» Supplied data
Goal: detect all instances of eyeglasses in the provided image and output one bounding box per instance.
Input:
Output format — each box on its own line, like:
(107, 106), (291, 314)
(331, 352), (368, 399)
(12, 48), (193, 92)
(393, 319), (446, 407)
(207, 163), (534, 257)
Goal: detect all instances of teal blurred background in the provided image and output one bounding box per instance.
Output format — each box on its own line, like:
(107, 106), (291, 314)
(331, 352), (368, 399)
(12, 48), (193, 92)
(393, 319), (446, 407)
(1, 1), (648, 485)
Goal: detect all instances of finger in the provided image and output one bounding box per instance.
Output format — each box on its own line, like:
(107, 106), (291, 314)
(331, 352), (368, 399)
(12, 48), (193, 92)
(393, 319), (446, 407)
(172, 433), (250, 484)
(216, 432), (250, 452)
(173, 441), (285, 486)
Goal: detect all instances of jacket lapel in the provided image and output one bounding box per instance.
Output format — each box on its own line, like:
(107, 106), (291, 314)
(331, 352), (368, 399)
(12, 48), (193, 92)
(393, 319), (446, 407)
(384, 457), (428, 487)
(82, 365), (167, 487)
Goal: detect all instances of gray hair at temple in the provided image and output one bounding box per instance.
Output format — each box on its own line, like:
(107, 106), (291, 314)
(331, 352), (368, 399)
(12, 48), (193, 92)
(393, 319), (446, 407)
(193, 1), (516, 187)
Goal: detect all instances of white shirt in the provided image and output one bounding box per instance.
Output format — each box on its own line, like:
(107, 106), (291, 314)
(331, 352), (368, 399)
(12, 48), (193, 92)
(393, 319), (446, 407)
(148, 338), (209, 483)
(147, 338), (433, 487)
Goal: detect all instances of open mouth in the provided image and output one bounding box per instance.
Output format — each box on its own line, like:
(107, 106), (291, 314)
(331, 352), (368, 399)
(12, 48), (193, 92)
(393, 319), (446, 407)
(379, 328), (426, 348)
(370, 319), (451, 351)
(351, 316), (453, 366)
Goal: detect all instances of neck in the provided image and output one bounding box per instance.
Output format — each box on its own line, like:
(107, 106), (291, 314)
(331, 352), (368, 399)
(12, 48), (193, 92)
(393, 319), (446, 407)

» Task item
Exact duplication of all the data above is expected.

» Output for this exercise
Goal: detect all instances of eyeglasses in the provided image and output one bounding box per instance.
Input:
Output format — each box on its own line, like:
(107, 106), (291, 314)
(331, 352), (368, 399)
(12, 48), (193, 92)
(393, 319), (446, 407)
(207, 163), (534, 257)
Goal: detect all instances of teal blurred background in the provided image and output one bounding box per instance.
Output format — each box on its own line, like:
(107, 106), (291, 314)
(331, 352), (368, 399)
(12, 48), (193, 92)
(393, 319), (446, 407)
(1, 1), (648, 485)
Goal: detect all instances of finger in the provided image and output one bounding box per instance.
Output format — each box on its own line, like:
(107, 106), (291, 314)
(331, 352), (368, 399)
(12, 48), (193, 92)
(393, 319), (446, 407)
(172, 433), (250, 484)
(216, 432), (250, 452)
(173, 441), (285, 486)
Goal: detect all instances of jacket lapel in the provided image and output one bounding box per instance.
Output format — each box on its own line, like:
(107, 106), (291, 314)
(331, 352), (368, 399)
(12, 48), (193, 92)
(393, 319), (446, 407)
(384, 457), (428, 487)
(82, 365), (167, 487)
Goal: detect all instances of gray hair at temple in the provided image and output one bounding box per instance.
Output format — each box on its own line, like:
(107, 106), (291, 314)
(331, 352), (368, 399)
(12, 48), (193, 92)
(393, 319), (446, 407)
(193, 1), (516, 187)
Goal: detect all instances of white shirt in the provided image and output one bounding box per instance.
Output format — each box on its own line, like:
(107, 106), (291, 314)
(331, 352), (368, 399)
(12, 48), (193, 92)
(393, 319), (446, 407)
(148, 338), (209, 483)
(147, 338), (433, 487)
Goal: detect all instances of open mouth in the provided image and output one bounding box per instance.
Output format — each box on its own line, like:
(107, 106), (291, 314)
(331, 352), (368, 399)
(12, 48), (193, 92)
(393, 319), (446, 407)
(379, 328), (426, 348)
(370, 319), (451, 351)
(351, 316), (453, 366)
Goal: detect all instances of neck in the provided image and output one bounding box per instance.
Output format — each box on its own line, like:
(107, 106), (291, 314)
(331, 352), (368, 399)
(12, 48), (193, 92)
(393, 319), (446, 407)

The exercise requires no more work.